Pointing dataset excerpts:
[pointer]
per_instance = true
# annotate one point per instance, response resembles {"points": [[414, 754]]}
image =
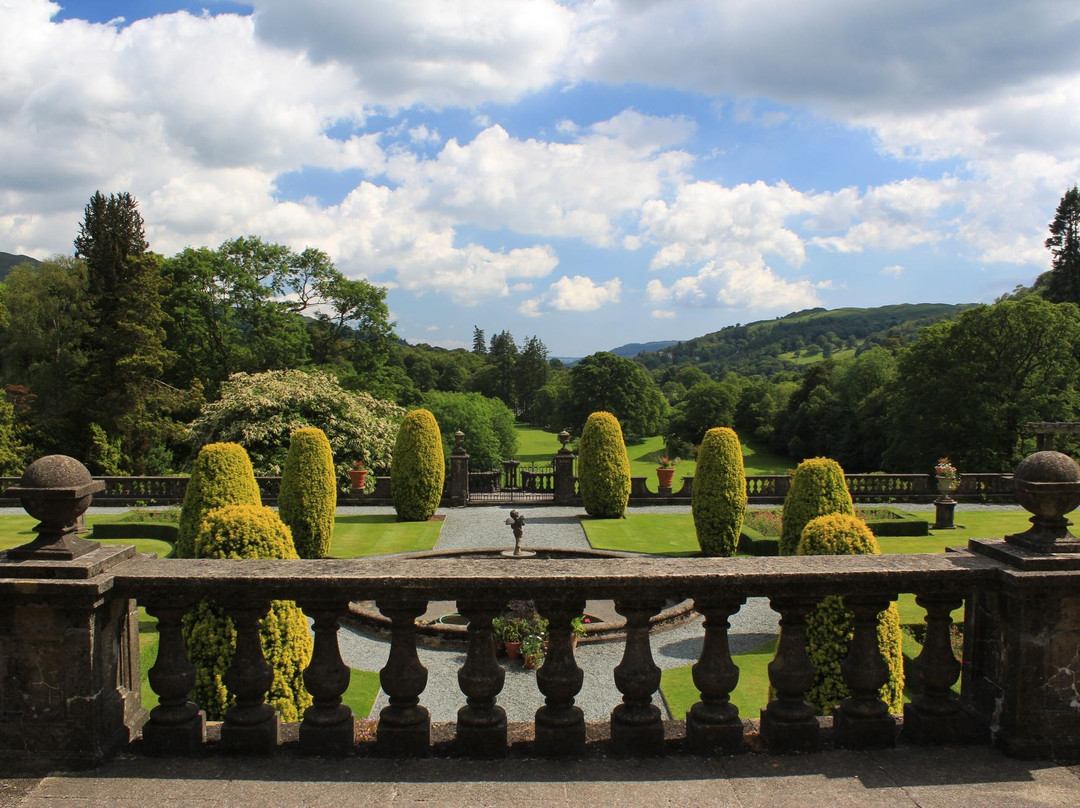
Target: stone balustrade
{"points": [[69, 663]]}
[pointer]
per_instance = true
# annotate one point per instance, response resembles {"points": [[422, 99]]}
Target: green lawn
{"points": [[356, 536]]}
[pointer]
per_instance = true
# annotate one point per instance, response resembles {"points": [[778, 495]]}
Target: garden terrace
{"points": [[71, 674]]}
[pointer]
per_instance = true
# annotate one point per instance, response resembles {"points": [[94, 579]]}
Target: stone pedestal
{"points": [[69, 688]]}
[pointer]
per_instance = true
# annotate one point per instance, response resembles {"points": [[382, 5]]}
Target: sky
{"points": [[591, 172]]}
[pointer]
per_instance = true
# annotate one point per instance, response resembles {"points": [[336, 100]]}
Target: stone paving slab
{"points": [[977, 777]]}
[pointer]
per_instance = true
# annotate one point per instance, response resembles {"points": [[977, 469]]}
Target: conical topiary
{"points": [[603, 467], [718, 499], [221, 475], [818, 488], [829, 625], [247, 532], [417, 472], [308, 497]]}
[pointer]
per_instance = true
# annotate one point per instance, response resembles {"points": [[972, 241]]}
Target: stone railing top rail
{"points": [[444, 578]]}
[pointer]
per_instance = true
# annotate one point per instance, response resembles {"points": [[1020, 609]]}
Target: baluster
{"points": [[559, 724], [788, 723], [404, 724], [176, 726], [934, 715], [713, 724], [862, 719], [636, 725], [328, 727], [251, 724], [482, 724]]}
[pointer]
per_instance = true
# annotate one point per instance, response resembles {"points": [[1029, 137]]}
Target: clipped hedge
{"points": [[818, 488], [221, 475], [247, 532], [418, 470], [829, 624], [603, 467], [719, 493], [308, 497]]}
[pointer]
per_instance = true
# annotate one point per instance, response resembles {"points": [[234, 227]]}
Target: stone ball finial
{"points": [[1048, 484]]}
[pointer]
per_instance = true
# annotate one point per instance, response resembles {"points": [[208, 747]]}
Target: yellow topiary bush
{"points": [[603, 467], [221, 475], [718, 499], [308, 497], [247, 532], [818, 488], [418, 470], [829, 624]]}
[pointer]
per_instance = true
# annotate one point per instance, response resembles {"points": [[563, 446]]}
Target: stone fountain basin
{"points": [[430, 632]]}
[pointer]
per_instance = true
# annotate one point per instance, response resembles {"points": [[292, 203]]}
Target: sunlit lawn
{"points": [[360, 535]]}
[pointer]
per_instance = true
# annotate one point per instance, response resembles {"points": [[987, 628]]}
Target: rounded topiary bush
{"points": [[718, 499], [603, 467], [818, 488], [247, 532], [418, 471], [221, 475], [829, 624], [308, 497]]}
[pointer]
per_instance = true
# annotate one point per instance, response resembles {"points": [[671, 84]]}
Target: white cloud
{"points": [[428, 52], [736, 285], [574, 294]]}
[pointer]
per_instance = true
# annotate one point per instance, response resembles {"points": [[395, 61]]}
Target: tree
{"points": [[1063, 284], [488, 426], [418, 470], [966, 388], [719, 493], [261, 411], [606, 382], [603, 467]]}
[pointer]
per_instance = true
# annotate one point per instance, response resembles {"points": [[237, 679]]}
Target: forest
{"points": [[121, 357]]}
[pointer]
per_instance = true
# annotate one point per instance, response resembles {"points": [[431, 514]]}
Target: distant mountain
{"points": [[786, 344], [633, 349], [8, 260]]}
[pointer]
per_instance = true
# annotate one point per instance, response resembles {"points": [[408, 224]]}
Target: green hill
{"points": [[8, 260], [769, 347]]}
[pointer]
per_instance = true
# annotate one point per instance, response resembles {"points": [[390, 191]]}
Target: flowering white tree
{"points": [[261, 411]]}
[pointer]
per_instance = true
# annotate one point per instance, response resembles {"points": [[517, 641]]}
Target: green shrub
{"points": [[418, 470], [829, 624], [221, 475], [603, 467], [247, 532], [818, 488], [719, 493], [308, 497]]}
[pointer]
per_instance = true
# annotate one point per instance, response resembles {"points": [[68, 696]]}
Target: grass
{"points": [[750, 696], [358, 536]]}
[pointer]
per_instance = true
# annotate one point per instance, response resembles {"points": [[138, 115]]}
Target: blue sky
{"points": [[593, 172]]}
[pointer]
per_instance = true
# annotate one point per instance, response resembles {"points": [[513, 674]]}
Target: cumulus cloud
{"points": [[736, 285], [428, 52], [574, 294]]}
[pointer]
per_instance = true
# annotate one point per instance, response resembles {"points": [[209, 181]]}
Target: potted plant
{"points": [[532, 650], [509, 631], [665, 472], [947, 476], [358, 474]]}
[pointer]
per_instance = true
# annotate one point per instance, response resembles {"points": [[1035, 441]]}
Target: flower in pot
{"points": [[946, 474], [358, 474], [665, 472], [532, 650]]}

◆ **EXERCISE REQUIREMENTS**
Output the entries above exactly, without their pictures.

◆ **EXERCISE RESULT**
[pointer]
per_instance = true
# annotate one point per instance, response resembles {"points": [[414, 754]]}
image =
Target: stone balustrade
{"points": [[69, 663]]}
[pointer]
per_instance = true
# annotate one point per instance, response resembles {"points": [[422, 99]]}
Target: green lawn
{"points": [[356, 536]]}
[pointer]
per_instance = true
# annotate one point per instance, response resembles {"points": [[778, 495]]}
Target: garden terrace
{"points": [[71, 674]]}
[pointer]
per_instance = true
# annotate one point per instance, response resembles {"points": [[94, 579]]}
Target: stone pedestal
{"points": [[69, 688]]}
[pointer]
per_instance = true
# annotate one point per instance, response resembles {"points": [[382, 5]]}
Target: sky
{"points": [[591, 172]]}
[pointer]
per_instance = true
# annotate one point per instance, response resembles {"points": [[336, 100]]}
Target: stone paving slab
{"points": [[977, 777]]}
[pointer]
per_instance = true
# annotate one point per instance, response resembles {"points": [[977, 469]]}
Target: conical topiary
{"points": [[603, 467], [718, 499], [221, 475], [818, 488], [829, 625], [247, 532], [417, 472], [308, 497]]}
[pointer]
per_instance = true
# annotate one point per instance, response resembles {"points": [[972, 241]]}
Target: stone railing top rail
{"points": [[444, 578]]}
[pointer]
per_instance = true
# annotate one point per instance, response resembles {"points": [[1020, 609]]}
Target: baluster
{"points": [[559, 724], [788, 723], [404, 724], [176, 726], [934, 715], [713, 724], [862, 719], [636, 725], [328, 727], [251, 724], [482, 724]]}
[pointer]
per_instance = true
# annotate one point per instance, response resembles {"points": [[1029, 137]]}
Target: clipped hedge
{"points": [[818, 488], [221, 475], [247, 532], [418, 470], [829, 624], [603, 467], [719, 493], [308, 497]]}
[pointer]
per_instance = true
# annotate one point per instance, response resembles {"points": [[234, 227]]}
Target: stone ball finial
{"points": [[1048, 484]]}
[pointer]
per_instance = true
# annotate one point per instance, response resembles {"points": [[208, 747]]}
Target: yellow topiary bush
{"points": [[603, 467], [221, 475], [718, 499], [308, 497], [247, 532], [818, 488], [418, 470], [829, 624]]}
[pointer]
per_instance = true
# annotate one point per instance, response resembles {"points": [[563, 446]]}
Target: stone fountain basin
{"points": [[430, 632]]}
[pointer]
per_instance = true
# annotate one point per instance, response resembles {"points": [[292, 203]]}
Target: sunlit lawn
{"points": [[360, 535]]}
[pointer]
per_instance = true
# annotate one point per instance, response resembles {"points": [[987, 628]]}
Target: rounded topiary bush
{"points": [[718, 499], [603, 467], [818, 488], [247, 532], [418, 471], [221, 475], [829, 624], [308, 497]]}
[pointer]
per_instance = true
# annotate one point per instance, response resembles {"points": [[671, 84]]}
Target: white cloud
{"points": [[428, 52], [736, 285], [574, 294]]}
[pointer]
per_instance = true
# annotate one point per instance, response resembles {"points": [[395, 61]]}
Target: tree
{"points": [[1063, 284], [488, 426], [418, 470], [966, 388], [719, 493], [261, 411], [606, 382], [603, 467]]}
[pointer]
per_instance = true
# annotate one point per instance, response resembles {"points": [[237, 679]]}
Target: forest
{"points": [[121, 357]]}
[pointer]
per_instance = true
# annotate one point per instance, response resembles {"points": [[431, 514]]}
Target: distant mountain
{"points": [[786, 344], [633, 349], [8, 260]]}
[pointer]
per_instance = true
# annotate one point per instance, response resembles {"points": [[408, 224]]}
Target: green hill
{"points": [[8, 260], [769, 347]]}
[pointer]
per_instance = true
# annotate one point per instance, response resembles {"points": [[390, 191]]}
Target: flowering white tree
{"points": [[261, 411]]}
[pointer]
per_instance = true
# annotate one point per instance, response resembles {"points": [[517, 641]]}
Target: green shrub
{"points": [[418, 470], [829, 624], [221, 475], [603, 467], [247, 532], [818, 488], [719, 493], [308, 497]]}
[pointer]
per_instance = true
# annotate one point per instance, response resembles {"points": [[68, 696]]}
Target: grass
{"points": [[750, 696], [358, 536]]}
[pointer]
per_instance = true
# annotate one point per instance, response resembles {"points": [[138, 115]]}
Target: blue sky
{"points": [[593, 172]]}
[pointer]
per_instance = true
# annotate one point per instance, response resembles {"points": [[513, 674]]}
Target: cumulus cloud
{"points": [[736, 285], [428, 52], [574, 294]]}
[pointer]
per_instance = true
# annotate one point per instance, response resembles {"points": [[209, 181]]}
Target: potted plant
{"points": [[532, 650], [509, 631], [665, 472], [947, 476], [358, 474]]}
[pointer]
per_instance = true
# annotate one point per instance, response resembles {"points": [[1035, 441]]}
Target: flower in pot
{"points": [[946, 474], [358, 474], [665, 472], [532, 650]]}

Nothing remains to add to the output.